## What is needed
Please copy out, unchanged, the lines of the records between the line holding "Practice: locate the chrome" and the line holding "pixel 823 578", inclusive.

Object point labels
------------

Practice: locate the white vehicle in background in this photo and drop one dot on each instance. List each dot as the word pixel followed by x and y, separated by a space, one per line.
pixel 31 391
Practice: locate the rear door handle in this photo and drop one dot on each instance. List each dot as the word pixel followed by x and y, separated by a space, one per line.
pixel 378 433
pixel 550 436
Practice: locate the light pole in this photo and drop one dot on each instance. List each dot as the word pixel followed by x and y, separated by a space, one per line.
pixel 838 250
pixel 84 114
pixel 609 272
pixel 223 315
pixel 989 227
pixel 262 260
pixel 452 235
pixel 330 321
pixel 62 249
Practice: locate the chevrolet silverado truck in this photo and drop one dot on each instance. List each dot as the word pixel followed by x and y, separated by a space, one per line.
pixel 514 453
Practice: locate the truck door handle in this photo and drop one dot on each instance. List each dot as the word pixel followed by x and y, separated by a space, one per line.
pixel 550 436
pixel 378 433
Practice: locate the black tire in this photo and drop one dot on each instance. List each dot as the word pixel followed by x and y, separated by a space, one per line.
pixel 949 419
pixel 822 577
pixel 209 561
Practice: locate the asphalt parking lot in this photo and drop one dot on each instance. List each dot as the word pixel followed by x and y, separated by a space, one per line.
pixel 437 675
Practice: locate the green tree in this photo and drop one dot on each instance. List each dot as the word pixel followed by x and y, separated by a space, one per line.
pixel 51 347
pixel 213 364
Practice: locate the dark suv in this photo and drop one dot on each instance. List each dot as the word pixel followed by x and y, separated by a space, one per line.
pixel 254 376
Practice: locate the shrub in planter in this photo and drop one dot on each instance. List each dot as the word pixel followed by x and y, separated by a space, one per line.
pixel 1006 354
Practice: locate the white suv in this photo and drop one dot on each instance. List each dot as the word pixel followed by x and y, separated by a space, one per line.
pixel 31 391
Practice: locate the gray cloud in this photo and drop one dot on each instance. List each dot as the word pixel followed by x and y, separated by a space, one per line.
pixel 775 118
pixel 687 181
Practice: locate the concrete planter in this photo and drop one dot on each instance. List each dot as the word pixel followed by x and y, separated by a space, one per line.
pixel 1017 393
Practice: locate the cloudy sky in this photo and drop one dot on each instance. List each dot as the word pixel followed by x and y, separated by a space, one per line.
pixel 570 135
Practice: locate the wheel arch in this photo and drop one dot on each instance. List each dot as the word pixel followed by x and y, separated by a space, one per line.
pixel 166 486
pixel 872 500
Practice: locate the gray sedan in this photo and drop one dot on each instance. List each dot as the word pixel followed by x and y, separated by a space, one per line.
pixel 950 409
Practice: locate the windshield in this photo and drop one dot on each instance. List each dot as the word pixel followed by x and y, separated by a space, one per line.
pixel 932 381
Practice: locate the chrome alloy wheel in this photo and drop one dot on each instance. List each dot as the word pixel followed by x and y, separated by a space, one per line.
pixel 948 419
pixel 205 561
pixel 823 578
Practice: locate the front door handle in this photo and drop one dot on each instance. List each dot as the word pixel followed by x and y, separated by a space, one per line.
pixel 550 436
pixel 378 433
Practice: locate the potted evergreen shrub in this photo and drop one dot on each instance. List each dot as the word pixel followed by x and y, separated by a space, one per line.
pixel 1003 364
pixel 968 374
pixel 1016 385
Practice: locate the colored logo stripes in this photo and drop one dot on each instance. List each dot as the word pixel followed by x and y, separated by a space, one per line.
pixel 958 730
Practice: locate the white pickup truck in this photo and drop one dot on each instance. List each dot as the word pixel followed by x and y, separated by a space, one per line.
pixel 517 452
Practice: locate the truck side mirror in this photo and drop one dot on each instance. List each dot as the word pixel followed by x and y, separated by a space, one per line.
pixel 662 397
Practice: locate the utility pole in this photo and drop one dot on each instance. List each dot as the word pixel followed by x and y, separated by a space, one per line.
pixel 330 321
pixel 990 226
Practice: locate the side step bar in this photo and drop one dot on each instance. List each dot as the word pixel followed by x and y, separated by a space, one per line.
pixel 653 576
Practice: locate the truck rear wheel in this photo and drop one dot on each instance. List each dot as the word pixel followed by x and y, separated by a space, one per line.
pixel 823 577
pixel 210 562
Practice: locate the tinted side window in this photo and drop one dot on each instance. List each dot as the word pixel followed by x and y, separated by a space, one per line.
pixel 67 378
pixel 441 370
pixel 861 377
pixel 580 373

------------

## Solution to the problem
Practice: locate the chrome alloy wheel in this photo and drop one dot on each instance. List each dot as the word pixel followed by x and y, separated by a space, one per line.
pixel 948 419
pixel 205 561
pixel 823 578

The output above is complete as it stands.